### What to work on
Rewrite everything from the row containing "Phrase: statue's face" down to the last row, changing each "statue's" to "sculpture's" and leaving all else untouched.

### Stored data
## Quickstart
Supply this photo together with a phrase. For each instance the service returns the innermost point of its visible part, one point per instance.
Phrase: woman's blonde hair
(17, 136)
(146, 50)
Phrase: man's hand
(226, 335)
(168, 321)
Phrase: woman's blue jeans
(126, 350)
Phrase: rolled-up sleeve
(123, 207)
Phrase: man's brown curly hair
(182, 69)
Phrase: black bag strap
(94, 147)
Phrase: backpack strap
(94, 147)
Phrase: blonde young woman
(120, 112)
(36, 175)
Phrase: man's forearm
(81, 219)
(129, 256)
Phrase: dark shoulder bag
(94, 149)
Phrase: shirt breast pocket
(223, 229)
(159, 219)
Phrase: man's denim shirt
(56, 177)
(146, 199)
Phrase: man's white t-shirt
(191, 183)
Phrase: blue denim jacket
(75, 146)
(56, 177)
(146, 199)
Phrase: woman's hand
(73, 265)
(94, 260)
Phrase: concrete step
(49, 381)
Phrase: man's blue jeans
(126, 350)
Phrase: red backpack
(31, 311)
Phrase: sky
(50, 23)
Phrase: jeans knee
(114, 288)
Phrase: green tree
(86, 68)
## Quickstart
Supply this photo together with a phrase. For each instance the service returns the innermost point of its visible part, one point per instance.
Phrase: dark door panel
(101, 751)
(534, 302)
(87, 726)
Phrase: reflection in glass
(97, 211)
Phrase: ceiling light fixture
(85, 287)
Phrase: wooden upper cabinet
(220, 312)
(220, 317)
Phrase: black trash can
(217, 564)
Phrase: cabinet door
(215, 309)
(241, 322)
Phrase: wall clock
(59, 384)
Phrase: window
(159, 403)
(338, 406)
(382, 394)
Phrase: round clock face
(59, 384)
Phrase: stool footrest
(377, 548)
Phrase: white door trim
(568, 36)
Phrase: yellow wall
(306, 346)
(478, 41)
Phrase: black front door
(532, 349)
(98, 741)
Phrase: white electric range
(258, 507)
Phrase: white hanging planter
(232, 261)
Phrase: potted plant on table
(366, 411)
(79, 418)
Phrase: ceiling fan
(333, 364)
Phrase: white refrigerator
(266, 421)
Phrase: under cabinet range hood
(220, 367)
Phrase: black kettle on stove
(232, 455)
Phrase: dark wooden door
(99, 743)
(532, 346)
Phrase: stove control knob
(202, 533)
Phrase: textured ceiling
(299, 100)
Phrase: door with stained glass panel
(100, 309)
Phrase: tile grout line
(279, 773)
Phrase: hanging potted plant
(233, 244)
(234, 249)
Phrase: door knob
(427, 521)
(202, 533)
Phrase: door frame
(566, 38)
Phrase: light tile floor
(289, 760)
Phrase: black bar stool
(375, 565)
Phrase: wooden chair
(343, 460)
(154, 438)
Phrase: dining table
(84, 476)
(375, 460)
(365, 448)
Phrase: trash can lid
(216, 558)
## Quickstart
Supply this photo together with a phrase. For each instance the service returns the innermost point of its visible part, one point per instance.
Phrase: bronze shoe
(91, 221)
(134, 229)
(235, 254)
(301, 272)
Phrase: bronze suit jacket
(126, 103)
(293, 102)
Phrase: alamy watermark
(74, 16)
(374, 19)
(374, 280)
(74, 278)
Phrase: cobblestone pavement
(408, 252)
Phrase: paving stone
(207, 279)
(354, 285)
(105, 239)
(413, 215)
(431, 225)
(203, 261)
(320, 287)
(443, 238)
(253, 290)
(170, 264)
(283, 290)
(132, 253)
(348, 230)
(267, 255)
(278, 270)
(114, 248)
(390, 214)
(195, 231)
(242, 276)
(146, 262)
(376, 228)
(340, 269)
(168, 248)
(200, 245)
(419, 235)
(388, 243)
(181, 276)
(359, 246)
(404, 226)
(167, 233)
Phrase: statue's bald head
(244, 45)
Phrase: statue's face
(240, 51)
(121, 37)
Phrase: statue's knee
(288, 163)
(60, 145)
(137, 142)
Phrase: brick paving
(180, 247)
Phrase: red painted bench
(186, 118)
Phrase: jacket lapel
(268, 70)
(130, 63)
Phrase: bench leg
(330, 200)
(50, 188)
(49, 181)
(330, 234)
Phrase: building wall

### Solution for this task
Phrase: sculpture's face
(240, 51)
(121, 37)
Phrase: sculpture's knee
(288, 163)
(60, 145)
(137, 142)
Phrase: brick paving
(180, 247)
Phrase: red painted bench
(186, 118)
Phrase: jacket lapel
(268, 70)
(130, 63)
Phrase: bench leg
(330, 200)
(50, 188)
(49, 181)
(330, 234)
Phrase: building wall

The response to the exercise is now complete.